- _Your task_
Rewrite all of the records below, changing every "rough mask" to "coarse mask" and leaving everything else untouched.

[[ Record excerpts, beginning ]]

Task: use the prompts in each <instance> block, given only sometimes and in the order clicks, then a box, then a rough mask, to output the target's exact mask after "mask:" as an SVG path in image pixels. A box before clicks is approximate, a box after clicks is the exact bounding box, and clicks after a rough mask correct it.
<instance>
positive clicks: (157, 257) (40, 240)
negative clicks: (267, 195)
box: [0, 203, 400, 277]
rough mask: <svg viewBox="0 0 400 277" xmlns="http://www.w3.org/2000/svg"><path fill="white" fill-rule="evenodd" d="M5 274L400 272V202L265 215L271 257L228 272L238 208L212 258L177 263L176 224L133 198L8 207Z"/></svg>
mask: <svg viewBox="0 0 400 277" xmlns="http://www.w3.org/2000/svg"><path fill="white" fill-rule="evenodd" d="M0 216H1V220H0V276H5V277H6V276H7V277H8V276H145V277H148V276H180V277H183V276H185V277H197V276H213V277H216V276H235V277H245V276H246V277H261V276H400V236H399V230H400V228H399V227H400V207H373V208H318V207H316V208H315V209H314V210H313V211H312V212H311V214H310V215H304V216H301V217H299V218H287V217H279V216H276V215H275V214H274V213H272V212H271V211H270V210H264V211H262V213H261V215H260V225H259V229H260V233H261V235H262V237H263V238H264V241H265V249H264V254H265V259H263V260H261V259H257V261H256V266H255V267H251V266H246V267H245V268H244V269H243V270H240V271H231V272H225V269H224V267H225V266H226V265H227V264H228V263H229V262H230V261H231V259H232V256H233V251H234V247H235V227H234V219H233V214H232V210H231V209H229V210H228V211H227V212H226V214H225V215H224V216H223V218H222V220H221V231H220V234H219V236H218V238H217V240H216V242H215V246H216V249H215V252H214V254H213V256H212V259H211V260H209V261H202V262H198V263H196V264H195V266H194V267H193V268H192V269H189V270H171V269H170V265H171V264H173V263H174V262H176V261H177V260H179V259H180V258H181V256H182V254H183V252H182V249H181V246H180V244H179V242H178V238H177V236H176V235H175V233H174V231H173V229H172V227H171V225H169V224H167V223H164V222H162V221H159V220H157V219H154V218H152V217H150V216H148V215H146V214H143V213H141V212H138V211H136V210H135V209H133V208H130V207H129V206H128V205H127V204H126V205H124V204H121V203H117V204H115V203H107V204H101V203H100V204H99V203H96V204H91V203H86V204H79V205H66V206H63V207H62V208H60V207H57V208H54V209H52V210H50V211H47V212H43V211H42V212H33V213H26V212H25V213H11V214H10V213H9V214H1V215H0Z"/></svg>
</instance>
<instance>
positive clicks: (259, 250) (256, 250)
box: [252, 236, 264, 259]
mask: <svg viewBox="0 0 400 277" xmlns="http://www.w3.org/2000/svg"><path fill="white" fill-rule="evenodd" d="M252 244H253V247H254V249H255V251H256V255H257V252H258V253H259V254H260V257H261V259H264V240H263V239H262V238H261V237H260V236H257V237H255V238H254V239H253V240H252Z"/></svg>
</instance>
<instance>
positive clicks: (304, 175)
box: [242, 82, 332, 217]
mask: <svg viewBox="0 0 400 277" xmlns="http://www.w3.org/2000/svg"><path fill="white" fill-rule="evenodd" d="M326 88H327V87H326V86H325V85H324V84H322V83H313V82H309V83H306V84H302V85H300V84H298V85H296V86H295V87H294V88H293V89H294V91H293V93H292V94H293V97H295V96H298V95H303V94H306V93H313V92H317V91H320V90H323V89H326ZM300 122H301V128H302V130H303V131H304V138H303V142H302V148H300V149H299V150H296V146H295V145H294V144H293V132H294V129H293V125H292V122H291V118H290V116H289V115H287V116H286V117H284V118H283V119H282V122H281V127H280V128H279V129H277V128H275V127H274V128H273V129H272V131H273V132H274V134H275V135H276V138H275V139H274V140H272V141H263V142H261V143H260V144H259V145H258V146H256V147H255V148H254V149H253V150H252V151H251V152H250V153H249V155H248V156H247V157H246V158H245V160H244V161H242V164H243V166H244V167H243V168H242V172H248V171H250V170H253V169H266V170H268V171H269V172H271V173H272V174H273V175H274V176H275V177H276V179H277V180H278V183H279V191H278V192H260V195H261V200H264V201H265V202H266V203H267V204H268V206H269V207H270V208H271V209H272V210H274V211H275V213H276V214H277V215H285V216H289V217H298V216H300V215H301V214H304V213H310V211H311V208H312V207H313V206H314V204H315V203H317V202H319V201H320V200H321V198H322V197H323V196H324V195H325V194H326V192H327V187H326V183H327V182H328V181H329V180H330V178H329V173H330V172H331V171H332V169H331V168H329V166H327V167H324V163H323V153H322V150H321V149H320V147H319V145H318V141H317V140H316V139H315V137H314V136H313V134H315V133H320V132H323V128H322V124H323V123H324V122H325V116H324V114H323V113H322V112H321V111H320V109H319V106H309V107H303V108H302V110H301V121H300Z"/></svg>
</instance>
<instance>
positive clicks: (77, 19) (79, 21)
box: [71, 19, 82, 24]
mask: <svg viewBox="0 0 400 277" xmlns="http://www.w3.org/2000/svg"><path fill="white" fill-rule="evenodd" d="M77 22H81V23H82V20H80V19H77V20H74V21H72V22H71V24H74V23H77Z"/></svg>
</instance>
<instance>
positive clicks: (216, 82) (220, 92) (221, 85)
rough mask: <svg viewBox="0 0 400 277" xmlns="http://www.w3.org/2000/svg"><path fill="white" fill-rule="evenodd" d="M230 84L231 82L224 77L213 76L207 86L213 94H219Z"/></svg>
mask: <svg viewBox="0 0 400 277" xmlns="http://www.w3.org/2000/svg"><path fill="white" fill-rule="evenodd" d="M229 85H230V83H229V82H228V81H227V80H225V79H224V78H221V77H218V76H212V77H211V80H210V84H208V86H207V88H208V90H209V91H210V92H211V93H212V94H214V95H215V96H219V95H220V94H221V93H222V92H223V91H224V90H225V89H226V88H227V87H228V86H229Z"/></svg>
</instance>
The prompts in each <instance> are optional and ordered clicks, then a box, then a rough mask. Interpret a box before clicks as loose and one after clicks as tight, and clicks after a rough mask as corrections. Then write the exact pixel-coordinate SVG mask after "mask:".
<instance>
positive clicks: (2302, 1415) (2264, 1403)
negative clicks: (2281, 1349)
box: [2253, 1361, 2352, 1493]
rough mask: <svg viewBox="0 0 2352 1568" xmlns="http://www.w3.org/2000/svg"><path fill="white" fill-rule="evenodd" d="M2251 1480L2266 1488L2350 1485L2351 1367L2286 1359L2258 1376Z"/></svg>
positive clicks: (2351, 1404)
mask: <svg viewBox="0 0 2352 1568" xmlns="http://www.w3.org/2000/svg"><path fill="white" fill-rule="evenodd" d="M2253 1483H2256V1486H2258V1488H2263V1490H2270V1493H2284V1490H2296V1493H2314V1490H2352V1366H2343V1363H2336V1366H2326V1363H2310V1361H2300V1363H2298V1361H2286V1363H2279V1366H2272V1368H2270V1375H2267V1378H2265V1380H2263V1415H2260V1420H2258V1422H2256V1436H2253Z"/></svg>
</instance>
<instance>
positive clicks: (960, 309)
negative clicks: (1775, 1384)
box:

[[ Record excerpts, end ]]

- _Expected output_
Task: use the prompts in each <instance> block, given only sometimes and in the order clicks, then a box, then a coarse mask, to output the target's exact mask after "mask:" as an SVG path in image pixels. A box before clicks is approximate, a box after clicks is the exact bounding box, and clicks after a coarse mask correct it.
<instance>
positive clicks: (157, 257) (40, 240)
negative clicks: (267, 195)
box: [0, 203, 400, 277]
coarse mask: <svg viewBox="0 0 400 277" xmlns="http://www.w3.org/2000/svg"><path fill="white" fill-rule="evenodd" d="M5 274L400 272V202L265 215L271 257L228 272L238 208L212 258L177 263L176 224L133 198L8 207Z"/></svg>
mask: <svg viewBox="0 0 400 277" xmlns="http://www.w3.org/2000/svg"><path fill="white" fill-rule="evenodd" d="M0 216H1V220H0V276H5V277H6V276H7V277H8V276H145V277H148V276H180V277H183V276H185V277H197V276H213V277H216V276H235V277H245V276H246V277H261V276H400V236H399V230H400V228H399V227H400V207H373V208H318V207H316V208H315V209H314V210H313V211H312V212H311V214H310V215H304V216H301V217H299V218H287V217H279V216H276V215H275V214H274V213H272V212H271V211H270V210H264V211H262V213H261V215H260V225H259V229H260V233H261V235H262V237H263V238H264V241H265V249H264V254H265V259H263V260H261V259H257V261H256V266H255V267H251V266H246V267H245V268H244V269H243V270H240V271H231V272H225V269H224V267H225V266H226V265H227V264H228V263H229V262H230V261H231V259H232V256H233V251H234V247H235V227H234V219H233V214H232V210H231V209H229V210H228V211H227V212H226V214H225V215H224V216H223V218H222V220H221V231H220V234H219V236H218V238H217V240H216V242H215V246H216V249H215V252H214V254H213V256H212V259H211V260H209V261H202V262H198V263H196V264H195V266H194V267H193V268H192V269H189V270H171V269H170V265H171V264H173V263H174V262H176V261H177V260H179V259H180V258H181V256H182V254H183V252H182V249H181V246H180V244H179V242H178V238H177V236H176V235H175V233H174V231H173V229H172V227H171V225H169V224H167V223H164V222H162V221H159V220H157V219H154V218H152V217H150V216H148V215H146V214H143V213H141V212H138V211H136V210H135V209H133V208H130V207H129V206H128V205H127V204H126V205H124V204H121V203H117V204H115V203H107V204H101V203H100V204H99V203H96V204H91V203H86V204H79V205H66V206H63V207H62V208H60V207H57V208H54V209H52V210H50V211H47V212H43V211H42V212H33V213H26V212H25V213H11V214H10V213H9V214H1V215H0Z"/></svg>
</instance>
<instance>
positive clicks: (259, 250) (256, 250)
box: [252, 236, 264, 259]
mask: <svg viewBox="0 0 400 277" xmlns="http://www.w3.org/2000/svg"><path fill="white" fill-rule="evenodd" d="M252 244H253V247H254V249H255V251H256V255H257V252H258V253H259V254H260V257H261V259H264V240H263V239H262V238H261V237H260V236H257V237H255V238H254V239H253V240H252Z"/></svg>
</instance>
<instance>
positive clicks: (304, 175)
box: [242, 82, 332, 217]
mask: <svg viewBox="0 0 400 277" xmlns="http://www.w3.org/2000/svg"><path fill="white" fill-rule="evenodd" d="M326 88H327V87H326V86H325V85H324V84H322V83H313V82H309V83H306V84H302V85H300V84H298V85H296V86H295V87H294V88H293V89H294V91H293V93H292V94H293V97H295V96H298V95H303V94H306V93H313V92H317V91H320V90H323V89H326ZM300 122H301V128H302V130H303V131H304V138H303V142H302V148H300V149H299V150H296V146H295V145H294V144H293V132H294V129H293V125H292V122H291V118H290V116H289V115H287V116H286V117H284V118H283V119H282V122H281V127H280V128H279V129H277V128H275V127H274V128H273V129H272V131H273V132H274V134H275V135H276V138H275V139H274V140H272V141H263V142H261V143H260V144H259V145H258V146H256V147H255V148H254V149H253V150H252V151H251V152H250V153H249V155H248V156H247V157H246V158H245V160H244V161H242V164H243V166H244V167H243V168H242V172H248V171H250V170H253V169H266V170H268V171H269V172H271V173H272V174H273V175H274V176H275V177H276V179H277V180H278V183H279V191H278V192H260V195H261V200H264V201H265V202H266V203H267V204H268V206H269V207H270V208H271V209H272V210H274V211H275V213H276V214H277V215H285V216H289V217H298V216H300V215H301V214H304V213H310V211H311V208H312V207H313V206H314V204H315V203H317V202H319V201H320V200H321V198H322V197H323V196H324V195H325V194H326V192H327V187H326V183H327V182H328V181H329V180H330V178H329V173H330V172H331V171H332V169H331V168H329V166H327V167H324V163H323V153H322V150H321V149H320V147H319V145H318V141H317V140H316V139H315V137H314V136H313V134H315V133H320V132H323V128H322V124H323V123H324V122H325V116H324V114H323V113H322V112H321V111H320V109H319V106H309V107H303V108H302V110H301V121H300Z"/></svg>
</instance>
<instance>
positive clicks: (77, 19) (79, 21)
box: [71, 19, 82, 24]
mask: <svg viewBox="0 0 400 277" xmlns="http://www.w3.org/2000/svg"><path fill="white" fill-rule="evenodd" d="M77 22H81V23H82V20H80V19H77V20H74V21H72V22H71V24H74V23H77Z"/></svg>
</instance>
<instance>
positive clicks: (216, 82) (220, 92) (221, 85)
coarse mask: <svg viewBox="0 0 400 277" xmlns="http://www.w3.org/2000/svg"><path fill="white" fill-rule="evenodd" d="M230 84L231 82L224 77L213 76L207 86L213 94H219Z"/></svg>
mask: <svg viewBox="0 0 400 277" xmlns="http://www.w3.org/2000/svg"><path fill="white" fill-rule="evenodd" d="M229 85H230V83H229V82H228V81H227V80H225V79H224V78H221V77H218V76H212V77H211V80H210V84H208V86H207V88H208V90H209V91H210V92H211V93H212V94H214V95H215V96H219V95H220V94H221V93H222V92H223V91H224V90H225V89H226V88H227V87H228V86H229Z"/></svg>
</instance>
The prompts in each <instance> are optional and ordered clicks, then a box, then a coarse mask. Interpret a box before clicks as loose and one after clicks as tight, and clicks after a coarse mask as corrections. Then write the exact pixel-coordinate SVG mask after "mask:".
<instance>
positive clicks: (2302, 1415) (2264, 1403)
negative clicks: (2281, 1349)
box: [2253, 1361, 2352, 1493]
coarse mask: <svg viewBox="0 0 2352 1568" xmlns="http://www.w3.org/2000/svg"><path fill="white" fill-rule="evenodd" d="M2251 1480L2266 1488L2350 1485L2351 1367L2286 1359L2258 1376Z"/></svg>
positive clicks: (2351, 1404)
mask: <svg viewBox="0 0 2352 1568" xmlns="http://www.w3.org/2000/svg"><path fill="white" fill-rule="evenodd" d="M2253 1483H2256V1486H2258V1488H2263V1490H2270V1493H2284V1490H2296V1493H2314V1490H2352V1366H2343V1363H2336V1366H2326V1363H2310V1361H2300V1363H2298V1361H2286V1363H2279V1366H2272V1368H2270V1375H2267V1378H2265V1380H2263V1415H2260V1420H2258V1422H2256V1436H2253Z"/></svg>
</instance>
<instance>
positive clicks: (960, 309)
negative clicks: (1775, 1384)
box:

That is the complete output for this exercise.